• _作業指示 A_
言霊信仰についての文章では、結婚式で口にしてはいけない言葉としてどんな例が挙げられていますか。
• _作業指示 B_
言霊信仰についての文章の続きを、最後に示された部分の後から書いてください。

• _対象文章_
──────────

辺境防衛半人前血液内科医の戯言シリーズ。ではどうぞ。

言霊の呪い

事の発端はNATROM氏のこのtweet

それに対して、ちりん先生の返答。

じゃあ「死ぬ」と説明したらしたで、「死ぬって言ったせいで死んじゃったじゃないか」と始まる訳だが。

「言霊信仰」に関しては井沢元彦氏の著作を読んで頂きたいのだが、要は「言葉を口にするとそれが現実になる」と信じることである。日本人に広く見られる“信仰”なのだが、宗教オンチの日本人は、それが当たり前になっていることもあってますます、それが“宗教”であることを認識できない。しかも奈良・平安時代からの日本人の伝統だけに、そう簡単に吹き払える代物でもない。結婚式で「切る」「割れる」などを口にしてはいけない、というのは卑近な例。でもケーキ切ってるんだけどね(故に「ケーキ入刀」という表現になるのだが)。
「言霊信仰」最大の弊害、というか最早“呪い”の類なのだが、「都合の悪い情報を正確に伝えられない」というのがある。何せ「口にすると現実化してしまう」のであるから、滅多なことは言えないのである。前述の井沢元彦氏は著作の中で本邦の有事体制の不備の一因にこの言霊信仰が関与していると指摘している。有事の場合を想定しての法制を整えなければ国土の安全は保てないのに、その法制が全くないのは「それを明文化すれば本当に有事になってしまうから」。逆の弊害もある。当Blogで「9条教」と皮肉っているが、「言霊信仰」では「言葉を口にするとそれが現実になる」ので、「平和、平和」と唱えていれば本当に世界が平和になると信じている輩が、この国には多すぎるのだ。

現実を直視しない人間の業

そしてこの「言霊信仰」は、ある人間の業にとって、非常に都合が良いのである。「自分に都合の悪い現実を直視しなくてすむ」からである。

「現実主義者は、それが個人であっても国家であっても、なぜ常に憎まれてきたのだろう」
(中略)
「現実主義者が憎まれるのは、彼らが口に出して言わなくても、彼ら自身そのように行動することによって、理想主義が、実際は実にこっけいな存在であり、この人々の考え行うことが、この人々の理想を実現するには、最も不適当であるという事実を白日のもとにさらしてしまうからなのです。
理想主義者と認じている人々は、自らの方法上の誤りを悟るほどは賢くはないけれど、彼ら自身がこっけいな存在にされたことや、彼らの最善とした方法が少しも予想した効果を生まなかったことを感じないほど愚かではないので、それをした現実主義者を憎むようになるのです。だから、現実主義者が憎まれるのは、宿命とでも言うしかありません。理想主義者は、しばしば、味方の現実主義者よりも、敵の理想主義者を愛するものです」

塩野七生 「海の都の物語 1」

海の都の物語〈1〉―ヴェネツィア共和国の一千年 (新潮文庫)

──────────

保存済みの項目
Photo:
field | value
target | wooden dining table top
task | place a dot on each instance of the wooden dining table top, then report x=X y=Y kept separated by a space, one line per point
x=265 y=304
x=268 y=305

──────────

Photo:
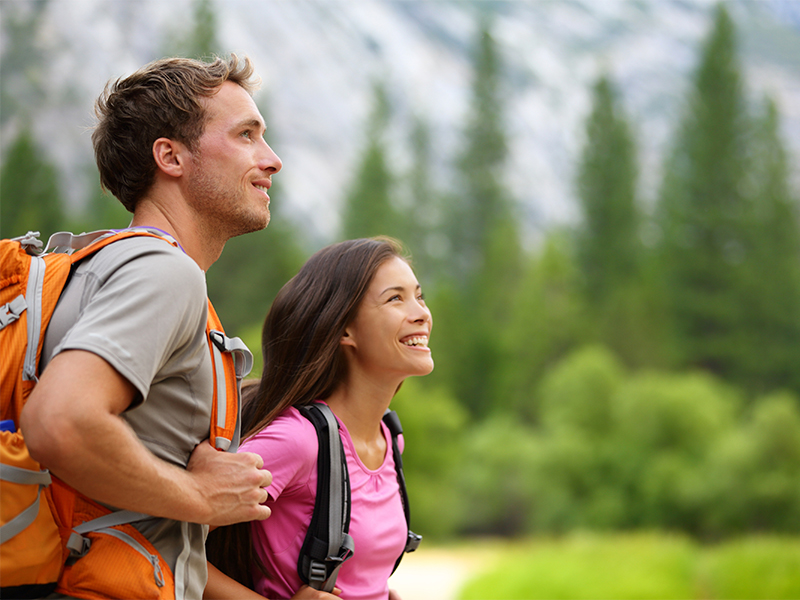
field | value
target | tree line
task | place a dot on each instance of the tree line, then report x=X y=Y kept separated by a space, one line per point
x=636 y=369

──────────

• _回答 A_
「切る」「割れる」です。

• _回答 B_
海の都の物語〈1〉―ヴェネツィア共和国の一千年 (新潮文庫)

「言霊信仰」のために自分に都合の悪い情報が伝わるのをブロックでき、それが現実化したらしたで「そんな縁起でもない事を言ったからこうなったんだ。お前が悪い。」と責任転嫁する格好の口実が出来上がるからである。「Double Side 〜こんにゃくゼリー問題について2側面からのエントリ〜 事故と非事故の境界」でも述べた事であるが、「他者の責任であるのなら、少なくとも自分の責任ではない」のである。「言霊信仰」は、それに格好の根拠を与えるのである。
以上の事を踏まえれば、我々医療者が説明のときに「死ぬ」という直接的な表現を避けるかが分かるだろう。そう言ったら言ったで「『死ぬ』と口にしたからそうなった。お前のせい」となる。では言わなかったら言わなかったで「そうなるとは聞いていない。どういうことだ」になる。
だが、それを笑えないのだ。現実を直視できる胆力を、誰もが持ち合わせている訳ではない。「現実を直視したくない」人間の弱さは、誰でも所有うるカルマである。それを嘲笑するだけでは、何の解決策にもならない。寧ろ「『現実を直視したくない』人間の弱さを直視できない」のでは話にならないのである。

ならば全て口にする

ここからが持論である。「言霊」は「言霊」で上書きするしかないと最近は考えるようにしたのだ。
昨今の医療訴訟のせいで、どうしても起きうる合併症を羅列しがちである。可能性は少ないとはいえども0ではない以上、説明はしなければならないが、かといってそれだけに終始していては流石に相手が辟易するのは当然というものである。それは“婉曲な表現”を使えば回避出来るものでもない。寧ろ前述の通り、婉曲な表現では情報が正確に伝わらない危険が高い。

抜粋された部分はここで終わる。